**What you will do:** Every record should be copied exactly, except that pictures are to be omitted.

**Provided material:**
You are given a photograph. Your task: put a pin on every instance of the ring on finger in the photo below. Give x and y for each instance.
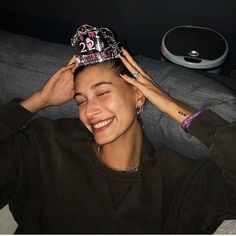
(136, 75)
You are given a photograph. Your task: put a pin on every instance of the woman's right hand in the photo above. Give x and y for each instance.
(58, 89)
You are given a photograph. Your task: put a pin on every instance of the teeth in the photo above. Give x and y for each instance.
(102, 124)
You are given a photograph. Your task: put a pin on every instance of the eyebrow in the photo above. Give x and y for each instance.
(93, 87)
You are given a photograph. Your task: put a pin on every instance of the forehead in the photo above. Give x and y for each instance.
(94, 74)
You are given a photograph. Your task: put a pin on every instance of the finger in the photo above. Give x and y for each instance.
(133, 62)
(66, 68)
(72, 60)
(131, 80)
(128, 65)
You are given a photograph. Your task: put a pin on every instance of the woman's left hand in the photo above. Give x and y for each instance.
(152, 91)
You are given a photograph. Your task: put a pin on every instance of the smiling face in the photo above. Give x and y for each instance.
(107, 104)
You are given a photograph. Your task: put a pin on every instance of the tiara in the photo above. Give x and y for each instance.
(94, 45)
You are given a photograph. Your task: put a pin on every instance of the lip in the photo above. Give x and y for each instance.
(101, 125)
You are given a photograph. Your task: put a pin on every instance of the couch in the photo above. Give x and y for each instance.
(26, 63)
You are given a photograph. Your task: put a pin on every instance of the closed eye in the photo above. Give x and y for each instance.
(81, 102)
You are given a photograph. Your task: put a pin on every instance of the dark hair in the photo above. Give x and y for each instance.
(116, 64)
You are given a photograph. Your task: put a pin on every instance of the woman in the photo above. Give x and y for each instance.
(59, 179)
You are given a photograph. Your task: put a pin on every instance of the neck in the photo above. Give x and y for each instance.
(124, 153)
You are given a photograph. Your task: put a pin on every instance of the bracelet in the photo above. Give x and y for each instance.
(186, 123)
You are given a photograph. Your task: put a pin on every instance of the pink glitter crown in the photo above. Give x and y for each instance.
(94, 45)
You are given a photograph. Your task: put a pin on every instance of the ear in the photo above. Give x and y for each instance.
(140, 98)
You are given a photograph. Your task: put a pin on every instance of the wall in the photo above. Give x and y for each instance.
(142, 23)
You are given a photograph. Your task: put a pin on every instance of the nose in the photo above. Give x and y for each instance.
(92, 110)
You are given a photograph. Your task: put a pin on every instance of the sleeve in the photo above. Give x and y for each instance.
(15, 147)
(220, 137)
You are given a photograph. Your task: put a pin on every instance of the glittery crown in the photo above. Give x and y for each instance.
(94, 45)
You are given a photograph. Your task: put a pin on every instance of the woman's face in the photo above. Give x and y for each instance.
(107, 104)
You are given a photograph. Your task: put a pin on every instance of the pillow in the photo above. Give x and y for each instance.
(26, 63)
(191, 88)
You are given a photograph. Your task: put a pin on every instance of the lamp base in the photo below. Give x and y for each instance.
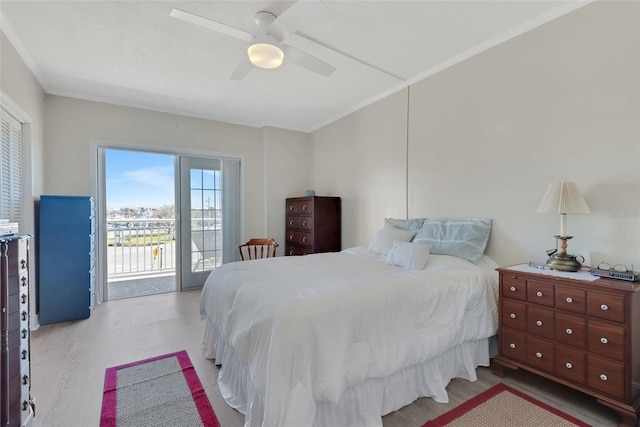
(563, 262)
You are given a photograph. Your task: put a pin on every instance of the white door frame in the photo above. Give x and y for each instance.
(97, 179)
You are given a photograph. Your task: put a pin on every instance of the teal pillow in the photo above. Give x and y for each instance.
(462, 238)
(406, 224)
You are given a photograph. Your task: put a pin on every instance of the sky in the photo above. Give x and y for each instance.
(138, 179)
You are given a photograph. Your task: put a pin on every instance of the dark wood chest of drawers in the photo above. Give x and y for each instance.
(583, 334)
(15, 388)
(312, 225)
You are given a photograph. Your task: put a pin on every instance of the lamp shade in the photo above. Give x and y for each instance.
(265, 55)
(563, 198)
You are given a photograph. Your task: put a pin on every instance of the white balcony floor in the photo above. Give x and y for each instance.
(141, 286)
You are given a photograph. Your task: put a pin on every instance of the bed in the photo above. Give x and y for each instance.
(344, 338)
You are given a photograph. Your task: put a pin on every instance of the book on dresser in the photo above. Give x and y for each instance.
(313, 225)
(16, 403)
(573, 328)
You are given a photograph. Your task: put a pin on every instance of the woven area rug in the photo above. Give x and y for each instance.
(503, 406)
(161, 391)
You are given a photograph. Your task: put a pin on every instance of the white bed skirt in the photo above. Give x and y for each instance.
(363, 404)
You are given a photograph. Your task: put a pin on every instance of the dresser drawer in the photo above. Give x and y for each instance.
(514, 287)
(303, 222)
(606, 376)
(300, 237)
(540, 354)
(297, 250)
(540, 293)
(571, 299)
(299, 206)
(514, 314)
(606, 306)
(571, 330)
(513, 344)
(606, 339)
(540, 321)
(570, 364)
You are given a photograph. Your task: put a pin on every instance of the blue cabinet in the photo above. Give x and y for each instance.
(66, 257)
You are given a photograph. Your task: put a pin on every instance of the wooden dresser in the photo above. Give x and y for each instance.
(15, 389)
(313, 225)
(583, 334)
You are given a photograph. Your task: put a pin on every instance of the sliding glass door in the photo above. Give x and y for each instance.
(209, 216)
(179, 240)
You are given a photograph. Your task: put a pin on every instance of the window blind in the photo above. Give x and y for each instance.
(11, 169)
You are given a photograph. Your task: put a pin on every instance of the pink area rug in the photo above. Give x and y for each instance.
(160, 391)
(502, 405)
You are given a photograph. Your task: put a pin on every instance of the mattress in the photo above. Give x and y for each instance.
(297, 335)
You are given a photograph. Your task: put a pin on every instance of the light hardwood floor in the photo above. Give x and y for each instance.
(69, 360)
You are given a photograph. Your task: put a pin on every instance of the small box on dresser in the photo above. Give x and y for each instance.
(313, 225)
(584, 334)
(17, 408)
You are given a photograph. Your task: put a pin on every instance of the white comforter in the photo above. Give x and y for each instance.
(310, 327)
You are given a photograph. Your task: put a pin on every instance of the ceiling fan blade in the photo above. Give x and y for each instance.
(308, 61)
(210, 24)
(242, 69)
(293, 18)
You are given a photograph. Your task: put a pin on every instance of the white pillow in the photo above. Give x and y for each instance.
(382, 242)
(412, 256)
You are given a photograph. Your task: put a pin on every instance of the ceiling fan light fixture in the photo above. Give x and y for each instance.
(265, 55)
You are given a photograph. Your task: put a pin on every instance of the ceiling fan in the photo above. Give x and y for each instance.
(268, 46)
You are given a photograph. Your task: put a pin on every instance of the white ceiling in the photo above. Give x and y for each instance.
(133, 53)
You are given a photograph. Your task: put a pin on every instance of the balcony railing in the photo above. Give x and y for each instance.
(140, 246)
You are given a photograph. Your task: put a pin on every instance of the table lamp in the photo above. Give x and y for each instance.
(563, 198)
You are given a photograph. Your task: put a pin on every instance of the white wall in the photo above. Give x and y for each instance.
(72, 124)
(287, 160)
(20, 88)
(363, 159)
(560, 103)
(24, 96)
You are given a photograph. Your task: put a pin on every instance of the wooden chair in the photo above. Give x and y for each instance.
(258, 248)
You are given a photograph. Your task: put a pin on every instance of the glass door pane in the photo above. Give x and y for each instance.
(209, 216)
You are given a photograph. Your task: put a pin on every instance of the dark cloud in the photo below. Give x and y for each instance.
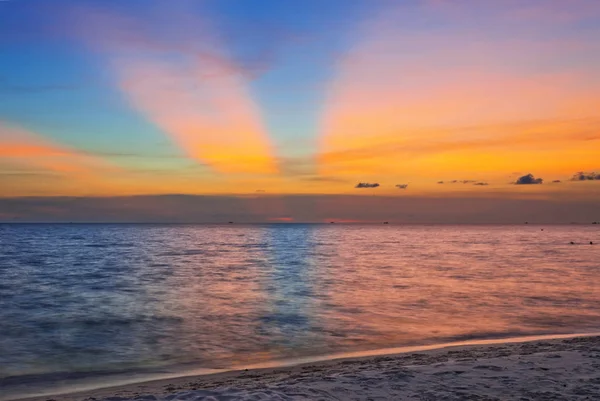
(528, 179)
(457, 182)
(367, 185)
(582, 176)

**Exercise result:**
You are given a photograph. Your task: put a pin on every instance of the ring on finger in the photo below. Give x and y for each instance.
(136, 75)
You are given a photograph. Your task: put a pin on every instance of the woman's right hand in the photo above. Give x and y for each instance.
(58, 89)
You are given a photograph. Your task: put a pin on every instance of the teeth in the photo above. Give x and y for each instance.
(102, 124)
You are given a photograph. Your task: put a pin on every instance of the eyebrow in the photo above. Give x and y for each instance.
(93, 87)
You are given a photograph. Your task: put a pin on every instance of the forehead in the photo above. Give x and y for each instance.
(94, 74)
You are given a photograph. Your task: put a pin on every instance of the finger in the photo above. Give x and y for each instance.
(133, 62)
(66, 68)
(72, 60)
(131, 80)
(128, 65)
You are given a photograph. Your task: put a pin on every instance of the woman's left hand in the photo above. Give x and y for each instance.
(152, 91)
You are given a photograph. Your task: put a pin on every instance of the smiling face in the photo above. Give x and y for each instance.
(107, 104)
You are given a photograph. Your task: put a pin on every instance of the tiara in the photo above. Give x and y for each instance.
(94, 45)
You are given a photograph. Your task: put a pin on every instance of the lip in the photo above. Give x and y for each instance.
(101, 125)
You are given a photograph. Your task: put a pin on every instance of the couch in the photo above. Give x and y for each instance.
(26, 63)
You are given a photograph. Your task: put a pin on every instance of the closed eye in the photo above. Give x and y for each instance.
(81, 102)
You are given a photograph. Your task: put a pin on every instance of the dark hair in the photo above. Give x and y for each instance.
(116, 64)
You are given a photograph. Your task: put a pin on every instance of the woman in the photo above. Give x and y for each instance.
(59, 179)
You are given a photograph. Your task: put a pin on every instance of the neck in the photo above. Give x and y for each instance.
(124, 153)
You are given a photograph. Your task: put a pin on every instance of the bracelet in the photo above. Give x and y for each instance.
(186, 123)
You are given a photograph. Your task: put a pin on every instance of the pink glitter crown in the photo above. Give x and y for each instance.
(94, 45)
You are given a photograph. Your task: put a pin on every instance of the ear in the photo above. Give x and y for each instance.
(140, 98)
You are given a photograph. Your task: put a pin on every instance of the wall in the photo above. Give x and y for each instance.
(142, 23)
You are given a photograph. Your task: put a pin on every instance of the nose in the photo above. Give x and y for each instance.
(92, 110)
You are given a photograph. Your task: put a pin on every instance of the sleeve in the photo above. Give x and y for each instance.
(15, 147)
(220, 137)
You are given a photograph. Your task: put a pin on every instance of the glittery crown in the photo above. Give x and y for each instance.
(94, 45)
You are given a photograph. Your task: put a pin on every instance of the woman's face in the photo above. Give x and y for each instance.
(107, 104)
You are given a photograph. Your task: put a pin on every instance of the pillow in the photo above. Give x and y for each instance.
(26, 63)
(191, 88)
You are given a photograph. Your task: put a pin on every instance of the lamp base in the photo below. Give x and y for each instance.
(563, 262)
You are given a photograph. Your task: put a pin on every instance of the white door frame in the photo above. Give x and y for each instance.
(97, 179)
You are given a photograph. Your task: put a pin on every instance of the teal pillow in the photo above. Give x and y for each instance.
(462, 238)
(406, 224)
You are given a photograph. Your task: put a pin on every instance of the sky in the photo above. Give x and y for each instance.
(138, 179)
You are given a photograph. Your task: put a pin on every instance of the dark wood chest of drawers in the photo above. Give x and y for each instance.
(583, 334)
(15, 388)
(312, 225)
You are given a photograph. Your task: put a pin on every instance of the lamp shade in the photo above. Give x and y for each instance.
(265, 55)
(563, 198)
You are given a photograph. Your task: put a pin on every instance of the white balcony floor in the photo above. Give x and y for each instance.
(141, 286)
You are given a photograph. Your task: put a pin on every instance of the bed in the photo above. Give x and y for each instance.
(344, 338)
You are given a photograph. Your task: put a pin on every instance of the book on dresser in the photo above. Give x and y for each instance.
(313, 225)
(16, 403)
(573, 328)
You are given a photograph. Your task: put a pin on every instance of the woven area rug in the photo above. Give x and y for each instance.
(503, 406)
(161, 391)
You are given a photograph. Your task: put a pin on every instance of the white bed skirt in the photo above. Give x and y for each instance.
(363, 404)
You are given a photograph. Your task: put a pin on every instance of the dresser drawer in the photo above. Give x and y for each instance.
(514, 287)
(303, 222)
(606, 376)
(300, 237)
(540, 354)
(297, 250)
(540, 293)
(571, 299)
(299, 206)
(514, 314)
(606, 306)
(571, 330)
(513, 344)
(606, 339)
(540, 321)
(570, 364)
You are given a photograph. Your task: put a pin on every instance of the blue cabinet in the photo above. Give x and y for each instance.
(66, 257)
You are given a photograph. Your task: put a pin on every instance of the wooden dresser in the photo above. Give x and y for each instance.
(15, 389)
(313, 225)
(583, 334)
You are given a photograph. Your task: put a pin on every instance of the sliding glass door in the photo above. Give x and y for each instance.
(209, 216)
(179, 240)
You are given a photograph. Your task: put a pin on every instance of the window blind in the photo above. Give x and y for each instance.
(11, 169)
You are given a photograph. Your task: put a pin on every instance of the pink area rug in the photo above. Give x and y for each instance.
(160, 391)
(502, 405)
You are given a photograph. Your task: put a pin on every instance of the mattress in the photo above. Give x and y for each instance.
(297, 335)
You are given a photograph. Your task: put a pin on every instance of the light hardwood floor in the photo above. Give x and y for each instance.
(69, 360)
You are given a photograph. Your task: put a pin on every instance of the small box on dresser in the photo above. Give x and y for each instance.
(313, 225)
(584, 334)
(17, 408)
You are given a photograph. Your task: put a pin on every instance of the white comforter in the photo above. Give x and y for each instance.
(310, 327)
You are given a photograph. Your task: put a pin on every instance of the ceiling fan blade in the photo above. Give x and y for each instance.
(308, 61)
(210, 24)
(242, 69)
(293, 18)
You are given a photograph. Your task: put a pin on every instance of the white pillow in the photo above. Give x and y for each instance.
(382, 242)
(412, 256)
You are given a photograph. Your task: put a pin on every instance of the ceiling fan light fixture in the photo above. Give x and y for each instance.
(265, 55)
You are given a photograph. Your task: put a pin on every instance of the ceiling fan in the photo above. Give x and y for each instance.
(268, 46)
You are given a photograph. Your task: put a pin on every instance of the white ceiling in the photo above. Give x and y for each instance.
(133, 53)
You are given a photograph. Your task: put a pin on every instance of the balcony railing in the photo above. Give x and y for each instance.
(140, 246)
You are given a photograph. Your task: put a pin on every instance of the table lamp in the photo above. Give x and y for each instance.
(563, 198)
You are given a photograph. Your task: put a pin on every instance of the white wall in the photo above. Give x and y for each instance.
(72, 124)
(287, 160)
(20, 88)
(363, 159)
(560, 103)
(24, 96)
You are given a photograph. Your task: put a pin on every instance of the wooden chair in the photo above. Give x and y for each instance.
(258, 248)
You are given a photograph. Your task: put a pin on every instance of the glass door pane in the photo above. Give x and y for each instance.
(209, 216)
You are given a photograph. Your task: put a pin on every instance of the dark cloud in the photo below. Give x and y for each instance.
(528, 179)
(457, 182)
(367, 185)
(582, 176)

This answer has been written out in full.